▸ Stated goal:
Could you arrange the lines between the one containing "wood, that would be most welcome." and the one containing "[[[176,234],[236,234],[235,1],[0,13],[2,127],[23,153]]]", inclusive, as a two-column CSV with the header row input,output? Put the text in the input column and the coordinate list in the output column, with each field in double quotes and line breaks replaced by spaces.

▸ Information given:
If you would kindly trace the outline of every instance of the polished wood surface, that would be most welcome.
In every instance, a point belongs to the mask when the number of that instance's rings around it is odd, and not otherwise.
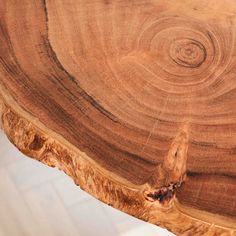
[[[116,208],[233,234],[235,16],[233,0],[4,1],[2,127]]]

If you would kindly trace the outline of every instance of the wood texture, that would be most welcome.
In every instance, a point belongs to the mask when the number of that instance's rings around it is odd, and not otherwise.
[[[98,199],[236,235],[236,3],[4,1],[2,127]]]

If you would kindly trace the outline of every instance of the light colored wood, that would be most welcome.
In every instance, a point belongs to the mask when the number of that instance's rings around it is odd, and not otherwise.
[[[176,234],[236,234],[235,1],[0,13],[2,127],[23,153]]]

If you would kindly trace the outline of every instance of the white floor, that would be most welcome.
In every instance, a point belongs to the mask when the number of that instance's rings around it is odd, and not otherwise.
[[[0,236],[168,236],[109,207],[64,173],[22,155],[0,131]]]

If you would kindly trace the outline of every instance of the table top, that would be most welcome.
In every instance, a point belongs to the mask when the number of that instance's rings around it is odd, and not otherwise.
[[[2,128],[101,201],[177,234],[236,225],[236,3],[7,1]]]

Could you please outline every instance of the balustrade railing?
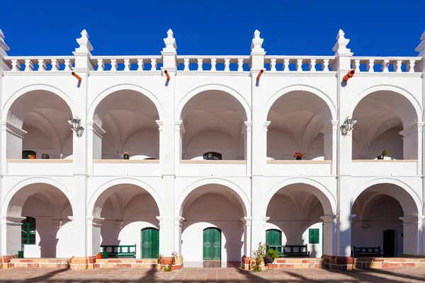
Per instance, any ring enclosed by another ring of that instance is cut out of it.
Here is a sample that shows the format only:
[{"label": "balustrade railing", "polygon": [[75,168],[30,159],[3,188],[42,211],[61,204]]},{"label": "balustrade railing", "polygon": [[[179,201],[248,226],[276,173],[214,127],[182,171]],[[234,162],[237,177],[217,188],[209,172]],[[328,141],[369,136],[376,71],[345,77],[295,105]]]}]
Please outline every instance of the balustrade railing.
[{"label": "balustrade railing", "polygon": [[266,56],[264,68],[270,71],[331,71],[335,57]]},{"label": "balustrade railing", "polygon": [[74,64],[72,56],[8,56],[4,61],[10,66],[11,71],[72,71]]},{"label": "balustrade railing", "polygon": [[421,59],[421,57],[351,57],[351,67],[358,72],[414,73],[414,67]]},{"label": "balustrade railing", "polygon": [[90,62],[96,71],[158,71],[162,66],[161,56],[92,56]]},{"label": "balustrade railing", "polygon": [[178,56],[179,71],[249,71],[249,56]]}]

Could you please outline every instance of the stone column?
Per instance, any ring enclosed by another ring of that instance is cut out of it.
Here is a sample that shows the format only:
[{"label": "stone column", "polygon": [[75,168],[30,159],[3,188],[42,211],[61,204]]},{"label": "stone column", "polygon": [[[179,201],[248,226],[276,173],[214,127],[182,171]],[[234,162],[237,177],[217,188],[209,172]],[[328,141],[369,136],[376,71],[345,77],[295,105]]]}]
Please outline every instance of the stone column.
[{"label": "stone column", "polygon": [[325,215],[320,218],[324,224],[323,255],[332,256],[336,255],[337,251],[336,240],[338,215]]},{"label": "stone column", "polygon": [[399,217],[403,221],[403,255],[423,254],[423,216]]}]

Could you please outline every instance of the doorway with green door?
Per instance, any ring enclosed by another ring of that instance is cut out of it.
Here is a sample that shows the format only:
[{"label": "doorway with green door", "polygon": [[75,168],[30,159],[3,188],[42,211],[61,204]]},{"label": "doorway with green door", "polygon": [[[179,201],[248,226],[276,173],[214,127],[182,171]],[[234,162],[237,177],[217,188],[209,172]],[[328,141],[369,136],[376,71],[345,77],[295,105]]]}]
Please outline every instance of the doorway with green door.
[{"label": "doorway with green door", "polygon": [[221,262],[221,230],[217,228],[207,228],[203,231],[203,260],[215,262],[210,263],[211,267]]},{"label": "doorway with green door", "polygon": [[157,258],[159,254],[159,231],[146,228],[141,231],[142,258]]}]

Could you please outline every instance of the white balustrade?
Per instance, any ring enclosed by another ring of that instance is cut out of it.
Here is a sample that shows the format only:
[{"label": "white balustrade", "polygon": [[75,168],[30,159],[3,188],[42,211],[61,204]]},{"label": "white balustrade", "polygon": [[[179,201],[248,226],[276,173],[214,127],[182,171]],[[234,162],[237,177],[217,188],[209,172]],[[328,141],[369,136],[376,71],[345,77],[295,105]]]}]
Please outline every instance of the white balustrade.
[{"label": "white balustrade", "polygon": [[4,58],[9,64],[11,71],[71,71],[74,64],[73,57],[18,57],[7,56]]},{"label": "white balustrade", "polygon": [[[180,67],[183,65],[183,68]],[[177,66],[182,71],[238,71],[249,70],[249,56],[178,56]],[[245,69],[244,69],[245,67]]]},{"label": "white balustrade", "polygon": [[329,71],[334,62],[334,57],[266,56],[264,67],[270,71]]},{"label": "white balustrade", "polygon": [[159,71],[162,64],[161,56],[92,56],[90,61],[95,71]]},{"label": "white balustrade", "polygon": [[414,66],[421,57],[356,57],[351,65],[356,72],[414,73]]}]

--

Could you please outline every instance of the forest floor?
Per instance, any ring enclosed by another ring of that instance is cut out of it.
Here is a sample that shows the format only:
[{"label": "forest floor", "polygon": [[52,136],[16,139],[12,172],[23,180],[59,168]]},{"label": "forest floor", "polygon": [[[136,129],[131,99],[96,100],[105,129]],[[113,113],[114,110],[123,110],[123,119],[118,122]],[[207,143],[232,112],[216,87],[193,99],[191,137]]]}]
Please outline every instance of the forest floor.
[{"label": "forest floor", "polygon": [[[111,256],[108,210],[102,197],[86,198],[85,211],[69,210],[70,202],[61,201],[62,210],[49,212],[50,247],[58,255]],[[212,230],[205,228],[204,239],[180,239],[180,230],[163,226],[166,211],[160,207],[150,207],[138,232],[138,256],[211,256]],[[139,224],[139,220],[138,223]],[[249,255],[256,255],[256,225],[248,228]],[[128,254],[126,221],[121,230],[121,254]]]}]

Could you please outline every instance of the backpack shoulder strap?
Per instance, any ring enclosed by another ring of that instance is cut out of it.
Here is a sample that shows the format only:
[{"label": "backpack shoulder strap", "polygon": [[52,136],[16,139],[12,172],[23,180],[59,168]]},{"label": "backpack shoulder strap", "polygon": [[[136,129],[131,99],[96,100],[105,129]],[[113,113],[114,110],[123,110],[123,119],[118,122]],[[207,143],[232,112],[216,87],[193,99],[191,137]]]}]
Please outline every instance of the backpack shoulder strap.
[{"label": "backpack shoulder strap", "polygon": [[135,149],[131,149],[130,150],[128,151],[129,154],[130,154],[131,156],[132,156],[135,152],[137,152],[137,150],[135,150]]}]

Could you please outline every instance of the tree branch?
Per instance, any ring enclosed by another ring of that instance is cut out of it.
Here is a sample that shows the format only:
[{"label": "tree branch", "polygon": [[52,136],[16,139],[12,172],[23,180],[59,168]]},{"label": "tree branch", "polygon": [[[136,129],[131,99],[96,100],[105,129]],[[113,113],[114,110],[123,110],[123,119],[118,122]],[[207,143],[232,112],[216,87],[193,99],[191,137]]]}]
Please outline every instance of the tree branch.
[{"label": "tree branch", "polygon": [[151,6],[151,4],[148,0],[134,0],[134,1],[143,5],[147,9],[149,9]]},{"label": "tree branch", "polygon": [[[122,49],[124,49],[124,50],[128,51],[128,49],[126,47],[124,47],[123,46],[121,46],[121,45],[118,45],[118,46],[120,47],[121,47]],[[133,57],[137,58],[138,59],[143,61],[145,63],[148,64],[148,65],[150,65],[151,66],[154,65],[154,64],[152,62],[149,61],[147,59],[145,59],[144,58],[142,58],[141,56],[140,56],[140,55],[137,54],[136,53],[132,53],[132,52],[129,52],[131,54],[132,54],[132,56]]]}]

▸ Finished answer:
input,output
"If you would kindly trace the outline of every instance of the light colored wood, that would be most welcome. In every instance, a point belongs to the mask when the number of that instance's rings around it is odd, and not otherwise.","[[[176,234],[236,234],[235,1],[0,13],[2,127],[23,153]]]"